**What to work on**
Render the material as a Markdown table with the columns Row and Text, beginning at its first line and continuing through the line containing "19;0;453;327". Give each line a row number, and omit any blank lines.
■ ■ ■ ■ ■
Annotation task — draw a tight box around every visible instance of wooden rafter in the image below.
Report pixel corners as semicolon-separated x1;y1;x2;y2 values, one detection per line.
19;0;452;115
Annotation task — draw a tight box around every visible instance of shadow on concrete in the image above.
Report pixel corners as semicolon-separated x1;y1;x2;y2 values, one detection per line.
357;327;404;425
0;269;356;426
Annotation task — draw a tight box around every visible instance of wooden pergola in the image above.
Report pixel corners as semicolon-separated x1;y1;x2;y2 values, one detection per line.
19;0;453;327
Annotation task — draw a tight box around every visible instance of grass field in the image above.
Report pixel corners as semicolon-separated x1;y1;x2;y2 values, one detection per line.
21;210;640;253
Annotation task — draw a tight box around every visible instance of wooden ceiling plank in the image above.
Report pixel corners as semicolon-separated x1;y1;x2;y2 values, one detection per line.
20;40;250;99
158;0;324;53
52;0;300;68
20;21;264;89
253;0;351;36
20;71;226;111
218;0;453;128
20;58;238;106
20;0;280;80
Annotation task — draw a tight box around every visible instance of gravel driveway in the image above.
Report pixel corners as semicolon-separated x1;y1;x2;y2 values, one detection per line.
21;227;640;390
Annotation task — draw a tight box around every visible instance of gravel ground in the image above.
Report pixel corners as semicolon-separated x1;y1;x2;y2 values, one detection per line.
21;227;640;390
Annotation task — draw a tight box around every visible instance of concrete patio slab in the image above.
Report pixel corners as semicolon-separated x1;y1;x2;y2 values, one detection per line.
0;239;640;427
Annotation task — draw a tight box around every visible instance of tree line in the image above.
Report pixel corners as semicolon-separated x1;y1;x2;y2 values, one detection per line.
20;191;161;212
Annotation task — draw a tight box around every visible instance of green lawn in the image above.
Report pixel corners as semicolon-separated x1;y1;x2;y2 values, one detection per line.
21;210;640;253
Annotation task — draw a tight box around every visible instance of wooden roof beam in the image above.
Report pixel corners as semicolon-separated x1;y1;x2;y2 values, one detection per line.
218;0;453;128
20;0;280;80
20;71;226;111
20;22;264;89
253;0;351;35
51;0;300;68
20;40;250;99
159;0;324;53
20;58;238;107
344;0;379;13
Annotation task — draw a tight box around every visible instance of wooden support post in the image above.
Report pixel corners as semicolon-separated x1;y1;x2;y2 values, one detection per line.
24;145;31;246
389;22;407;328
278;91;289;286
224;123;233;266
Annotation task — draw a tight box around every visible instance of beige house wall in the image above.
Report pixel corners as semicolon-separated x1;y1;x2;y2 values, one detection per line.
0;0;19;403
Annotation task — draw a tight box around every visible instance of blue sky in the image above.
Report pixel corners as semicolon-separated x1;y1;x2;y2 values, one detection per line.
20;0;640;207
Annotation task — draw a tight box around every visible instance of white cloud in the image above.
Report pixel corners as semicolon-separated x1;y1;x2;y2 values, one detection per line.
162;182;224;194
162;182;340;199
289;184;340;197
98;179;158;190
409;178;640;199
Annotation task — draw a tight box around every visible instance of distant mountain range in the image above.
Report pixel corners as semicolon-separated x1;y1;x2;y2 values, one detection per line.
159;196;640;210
■ ■ ■ ■ ■
**Exercise result**
| Row | Text |
|---|---|
| 1 | Annotation task — draw a tight box around every visible instance of wooden rafter in the image below. |
| 2 | Report pixel corners as semicolon-separated x1;y1;x2;y2 values, one detection per line. |
| 3 | 19;0;452;115 |
| 4 | Annotation task — draw a tight box around every visible instance of shadow on concrete in the image above. |
| 5 | Report pixel corners as semicolon-separated x1;y1;x2;y2 values, one detection per line. |
| 6 | 357;327;404;425 |
| 7 | 0;269;356;426 |
| 8 | Annotation task — draw a tight box around every visible instance of wooden pergola in the image above. |
| 9 | Report pixel corners as semicolon-separated x1;y1;x2;y2 values, one detection per line. |
| 10 | 19;0;453;327 |